◆ **AVAILABLE DATA**:
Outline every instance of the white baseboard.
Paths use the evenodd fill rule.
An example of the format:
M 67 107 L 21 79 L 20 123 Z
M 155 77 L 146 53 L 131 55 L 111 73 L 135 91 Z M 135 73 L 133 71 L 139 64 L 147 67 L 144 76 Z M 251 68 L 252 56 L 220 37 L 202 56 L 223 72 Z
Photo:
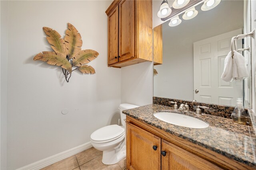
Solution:
M 17 170 L 38 170 L 92 147 L 91 142 L 20 168 Z

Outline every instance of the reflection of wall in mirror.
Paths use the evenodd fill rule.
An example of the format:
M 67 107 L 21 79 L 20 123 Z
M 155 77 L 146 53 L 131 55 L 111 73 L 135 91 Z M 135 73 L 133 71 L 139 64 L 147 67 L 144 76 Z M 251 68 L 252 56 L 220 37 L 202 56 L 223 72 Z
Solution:
M 163 64 L 154 67 L 158 73 L 154 76 L 154 96 L 193 100 L 193 43 L 243 28 L 243 3 L 222 1 L 205 12 L 198 6 L 192 19 L 172 27 L 168 22 L 163 23 Z

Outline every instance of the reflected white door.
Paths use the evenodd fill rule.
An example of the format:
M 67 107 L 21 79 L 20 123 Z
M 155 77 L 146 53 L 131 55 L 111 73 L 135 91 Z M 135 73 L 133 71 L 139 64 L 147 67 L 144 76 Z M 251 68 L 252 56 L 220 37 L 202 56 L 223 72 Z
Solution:
M 240 29 L 194 43 L 194 98 L 197 102 L 235 106 L 236 98 L 242 98 L 242 81 L 221 79 L 231 39 L 242 33 Z M 238 48 L 242 48 L 242 40 L 237 43 Z

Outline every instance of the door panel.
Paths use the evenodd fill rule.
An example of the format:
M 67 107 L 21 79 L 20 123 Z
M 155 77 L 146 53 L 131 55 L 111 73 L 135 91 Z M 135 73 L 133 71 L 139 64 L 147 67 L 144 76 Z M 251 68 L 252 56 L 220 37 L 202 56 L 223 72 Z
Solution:
M 164 170 L 220 170 L 218 166 L 183 149 L 162 139 L 162 150 L 166 156 L 162 156 Z
M 127 168 L 160 170 L 161 139 L 129 122 L 126 124 Z M 157 147 L 156 150 L 153 146 Z
M 108 61 L 109 65 L 118 61 L 118 7 L 117 6 L 108 16 Z
M 119 6 L 119 61 L 134 55 L 134 1 L 122 0 Z
M 221 78 L 231 39 L 241 33 L 238 29 L 194 43 L 194 90 L 199 90 L 194 92 L 194 99 L 234 106 L 236 98 L 242 98 L 242 81 L 226 82 Z M 241 41 L 237 41 L 238 49 L 242 48 Z

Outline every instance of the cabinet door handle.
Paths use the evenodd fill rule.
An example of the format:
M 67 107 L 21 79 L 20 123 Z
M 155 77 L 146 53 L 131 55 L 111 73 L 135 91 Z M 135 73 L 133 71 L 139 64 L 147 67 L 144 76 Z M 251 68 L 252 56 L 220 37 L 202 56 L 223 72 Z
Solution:
M 156 149 L 157 149 L 157 146 L 154 145 L 153 146 L 153 149 L 154 149 L 154 150 L 156 150 Z
M 164 156 L 165 156 L 166 155 L 166 152 L 163 150 L 162 151 L 161 151 L 161 154 Z

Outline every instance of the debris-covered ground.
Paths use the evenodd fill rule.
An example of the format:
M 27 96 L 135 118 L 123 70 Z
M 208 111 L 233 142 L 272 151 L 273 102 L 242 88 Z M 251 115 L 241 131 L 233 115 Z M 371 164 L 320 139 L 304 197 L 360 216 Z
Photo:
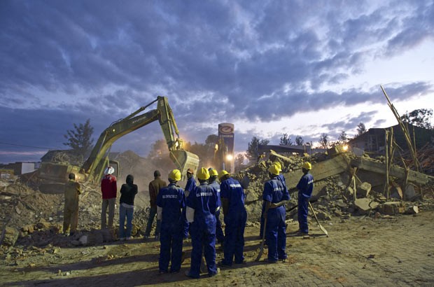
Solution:
M 130 155 L 127 158 L 130 158 L 131 156 L 132 155 Z M 396 237 L 397 234 L 394 233 L 396 230 L 391 230 L 391 227 L 394 226 L 393 228 L 399 229 L 400 222 L 402 218 L 416 218 L 405 219 L 409 225 L 410 221 L 419 220 L 419 218 L 424 219 L 426 222 L 424 221 L 424 223 L 417 224 L 426 224 L 429 221 L 430 216 L 433 216 L 430 211 L 434 206 L 431 177 L 425 174 L 407 174 L 405 180 L 399 177 L 390 176 L 388 181 L 388 191 L 385 192 L 384 175 L 382 174 L 381 170 L 377 169 L 375 165 L 382 164 L 381 159 L 368 158 L 365 155 L 362 158 L 358 158 L 351 153 L 342 154 L 338 152 L 330 152 L 327 155 L 318 154 L 307 159 L 298 155 L 276 155 L 272 153 L 269 157 L 263 159 L 258 164 L 237 174 L 236 176 L 241 181 L 243 181 L 244 184 L 248 183 L 248 186 L 245 190 L 246 209 L 248 213 L 248 228 L 246 234 L 246 257 L 248 262 L 254 261 L 257 253 L 256 248 L 259 244 L 258 223 L 260 216 L 262 186 L 264 182 L 268 179 L 267 172 L 268 166 L 274 160 L 280 160 L 285 167 L 284 174 L 292 196 L 291 202 L 286 206 L 288 210 L 297 204 L 297 192 L 293 192 L 293 186 L 294 183 L 296 184 L 300 178 L 300 167 L 302 162 L 304 160 L 309 160 L 314 164 L 312 174 L 317 178 L 315 181 L 316 188 L 313 197 L 314 200 L 313 206 L 316 215 L 321 224 L 329 230 L 329 232 L 330 230 L 337 234 L 344 232 L 344 235 L 342 236 L 349 237 L 349 240 L 346 244 L 350 244 L 349 237 L 351 237 L 353 229 L 356 230 L 355 235 L 358 234 L 357 236 L 361 236 L 363 239 L 370 238 L 372 235 L 378 235 L 382 231 L 381 230 L 376 231 L 376 229 L 381 228 L 388 230 L 389 233 L 391 232 L 391 236 Z M 364 161 L 365 160 L 367 162 Z M 428 161 L 424 162 L 426 163 Z M 122 166 L 132 167 L 132 164 L 122 164 Z M 85 192 L 80 195 L 80 200 L 78 223 L 80 232 L 73 237 L 64 237 L 61 234 L 63 195 L 41 193 L 38 190 L 30 188 L 25 182 L 18 178 L 0 181 L 0 215 L 2 219 L 1 246 L 0 248 L 2 263 L 0 263 L 0 269 L 3 270 L 2 274 L 6 274 L 6 276 L 9 274 L 8 272 L 12 272 L 8 275 L 10 278 L 7 282 L 10 282 L 10 285 L 14 285 L 11 282 L 20 282 L 17 285 L 26 285 L 24 278 L 27 278 L 26 280 L 30 280 L 29 285 L 43 285 L 46 283 L 47 286 L 49 286 L 50 280 L 55 279 L 51 281 L 52 284 L 62 285 L 61 283 L 63 282 L 62 279 L 69 279 L 69 277 L 83 278 L 83 272 L 89 268 L 101 267 L 100 272 L 102 273 L 99 276 L 102 276 L 103 274 L 110 274 L 108 267 L 111 265 L 115 266 L 113 268 L 116 268 L 116 265 L 129 268 L 127 266 L 134 265 L 134 262 L 138 262 L 144 265 L 141 265 L 137 263 L 134 268 L 142 270 L 145 268 L 146 271 L 142 272 L 142 274 L 153 276 L 154 273 L 151 270 L 155 271 L 158 265 L 158 242 L 155 241 L 144 242 L 142 235 L 148 214 L 147 183 L 153 179 L 151 176 L 154 168 L 154 167 L 148 167 L 146 170 L 142 170 L 143 174 L 139 176 L 143 182 L 139 185 L 140 191 L 136 200 L 133 221 L 134 239 L 127 244 L 122 244 L 117 241 L 115 230 L 114 232 L 99 230 L 101 193 L 96 187 L 83 186 Z M 126 174 L 130 172 L 134 172 L 135 171 L 132 169 Z M 396 172 L 397 174 L 394 174 L 400 176 L 400 170 Z M 426 183 L 421 183 L 425 182 L 426 180 Z M 404 183 L 405 182 L 407 184 Z M 118 181 L 119 186 L 121 183 L 121 181 Z M 182 186 L 182 183 L 181 184 Z M 419 216 L 421 214 L 423 216 Z M 309 213 L 309 216 L 310 225 L 314 227 L 315 220 L 312 220 L 312 213 Z M 118 212 L 115 215 L 115 218 L 117 218 Z M 287 213 L 288 249 L 293 250 L 291 252 L 295 253 L 301 253 L 302 250 L 302 252 L 307 252 L 304 248 L 304 245 L 306 244 L 303 244 L 302 240 L 297 239 L 297 241 L 294 241 L 295 239 L 290 237 L 290 231 L 297 229 L 296 219 L 296 209 Z M 431 220 L 430 222 L 432 221 Z M 362 225 L 364 226 L 360 223 L 366 223 L 366 226 L 360 227 Z M 432 224 L 430 226 L 432 231 Z M 362 230 L 358 228 L 362 228 Z M 368 231 L 363 231 L 363 228 L 366 228 Z M 309 241 L 309 244 L 312 244 L 312 241 L 315 239 L 321 240 L 320 245 L 327 245 L 324 248 L 326 250 L 328 248 L 330 252 L 340 252 L 341 253 L 345 252 L 337 251 L 336 247 L 333 248 L 328 244 L 325 243 L 324 241 L 331 239 L 321 237 L 321 232 L 318 228 L 316 231 L 318 237 L 316 235 L 311 237 L 312 240 Z M 416 230 L 414 231 L 416 232 Z M 363 234 L 360 235 L 360 234 Z M 407 236 L 405 232 L 400 234 L 402 237 Z M 430 237 L 430 241 L 433 241 L 432 234 L 421 236 Z M 375 238 L 373 237 L 372 240 Z M 404 240 L 404 238 L 402 239 Z M 190 248 L 188 241 L 186 241 L 185 244 L 187 249 Z M 311 248 L 316 247 L 311 246 Z M 430 248 L 430 250 L 426 250 L 425 256 L 431 256 L 434 252 L 433 247 Z M 359 250 L 358 253 L 365 253 L 367 256 L 378 255 L 370 254 L 372 252 L 369 250 Z M 218 258 L 221 258 L 222 255 L 223 254 L 220 252 Z M 302 262 L 302 261 L 300 261 L 302 258 L 302 254 L 300 253 L 300 258 L 297 254 L 294 255 L 294 257 L 290 256 L 290 258 L 293 258 L 293 261 L 290 260 L 286 264 L 293 265 Z M 349 254 L 349 255 L 350 257 L 360 256 L 360 254 L 357 255 Z M 188 257 L 188 254 L 186 257 Z M 186 258 L 183 267 L 188 266 L 188 262 L 189 258 Z M 256 268 L 256 263 L 250 264 L 253 264 L 253 266 L 251 266 L 252 268 Z M 373 268 L 369 264 L 368 266 L 366 268 Z M 106 268 L 104 268 L 104 267 Z M 293 267 L 291 265 L 291 267 Z M 261 279 L 258 281 L 264 284 L 273 282 L 273 280 L 276 279 L 274 277 L 279 276 L 281 274 L 279 270 L 274 269 L 258 268 L 257 271 L 253 272 L 248 272 L 246 270 L 244 274 L 250 274 L 253 277 L 261 277 L 262 279 L 267 278 L 268 281 L 264 281 Z M 122 272 L 121 276 L 125 276 L 127 280 L 129 276 L 128 272 L 132 271 L 134 270 L 127 269 Z M 430 271 L 433 274 L 432 271 L 434 270 L 430 270 Z M 231 272 L 230 270 L 222 277 L 226 279 L 230 279 Z M 264 273 L 267 272 L 271 273 Z M 38 281 L 38 272 L 42 276 L 40 279 L 41 281 Z M 318 271 L 318 272 L 316 275 L 321 277 L 324 275 L 325 271 Z M 97 273 L 93 272 L 92 276 L 96 276 Z M 115 273 L 118 273 L 118 271 Z M 22 276 L 25 274 L 22 281 L 13 279 L 14 274 L 18 274 Z M 155 274 L 157 274 L 156 271 Z M 238 272 L 234 272 L 233 275 L 235 274 L 239 274 Z M 433 278 L 434 276 L 428 278 L 428 282 L 432 283 L 434 281 Z M 179 277 L 174 281 L 181 282 L 183 280 L 183 277 Z M 340 279 L 337 280 L 335 282 L 339 283 Z M 424 279 L 424 280 L 427 279 Z M 71 285 L 71 280 L 68 281 L 66 285 Z M 76 285 L 88 285 L 85 281 L 79 280 L 78 282 Z M 102 282 L 102 281 L 101 283 Z M 106 285 L 107 282 L 110 281 L 105 281 Z M 136 280 L 134 282 L 139 281 Z M 140 282 L 141 283 L 126 285 L 150 284 L 143 281 Z M 164 284 L 164 282 L 174 282 L 174 281 L 160 277 L 160 279 L 155 278 L 150 279 L 149 282 Z M 302 281 L 299 282 L 302 282 L 301 285 L 303 285 Z M 362 281 L 362 282 L 366 281 Z M 224 285 L 227 286 L 227 283 L 228 281 L 226 281 Z M 229 285 L 237 285 L 237 280 L 234 277 L 233 281 L 230 281 L 229 283 Z M 253 281 L 251 283 L 252 286 L 256 284 Z M 248 281 L 245 281 L 244 284 L 248 285 Z M 346 285 L 343 282 L 340 284 Z M 108 284 L 107 286 L 113 285 L 115 284 Z M 180 285 L 182 284 L 180 284 Z M 285 284 L 282 284 L 282 285 Z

◆ **EXERCISE INSTRUCTIONS**: Put the data from its first line through the line holding "M 163 64 L 154", inclusive, into a numbered list. Skip blank lines and leave the pictures out.

◆ **EXPECTED OUTPUT**:
1. Outline every instance of the white baseboard.
2. Paths use the evenodd fill rule.
3. An example of the format:
4. M 67 107 L 21 79 L 20 123 Z
5. M 155 77 L 146 53 L 131 55 L 111 73 L 135 91 Z M 135 73 L 133 71 L 139 64 L 147 67 L 144 76 Z M 251 68 L 252 56 L 220 37 L 202 56 L 223 72 Z
6. Photo:
7. Solution:
8. M 17 170 L 38 170 L 92 147 L 91 142 L 20 168 Z
9. Outline every instance of the reflection of wall in mirror.
10. Paths use the evenodd fill rule.
11. An example of the format:
12. M 67 107 L 21 79 L 20 123 Z
13. M 155 77 L 146 53 L 131 55 L 111 73 L 135 91 Z M 135 73 L 133 71 L 139 64 L 147 67 L 144 76 Z M 251 68 L 252 56 L 220 37 L 202 56 L 223 72 Z
14. Solution:
15. M 163 64 L 154 67 L 158 73 L 154 76 L 154 96 L 193 100 L 193 43 L 243 28 L 243 3 L 222 1 L 205 12 L 198 6 L 192 19 L 172 27 L 168 22 L 163 23 Z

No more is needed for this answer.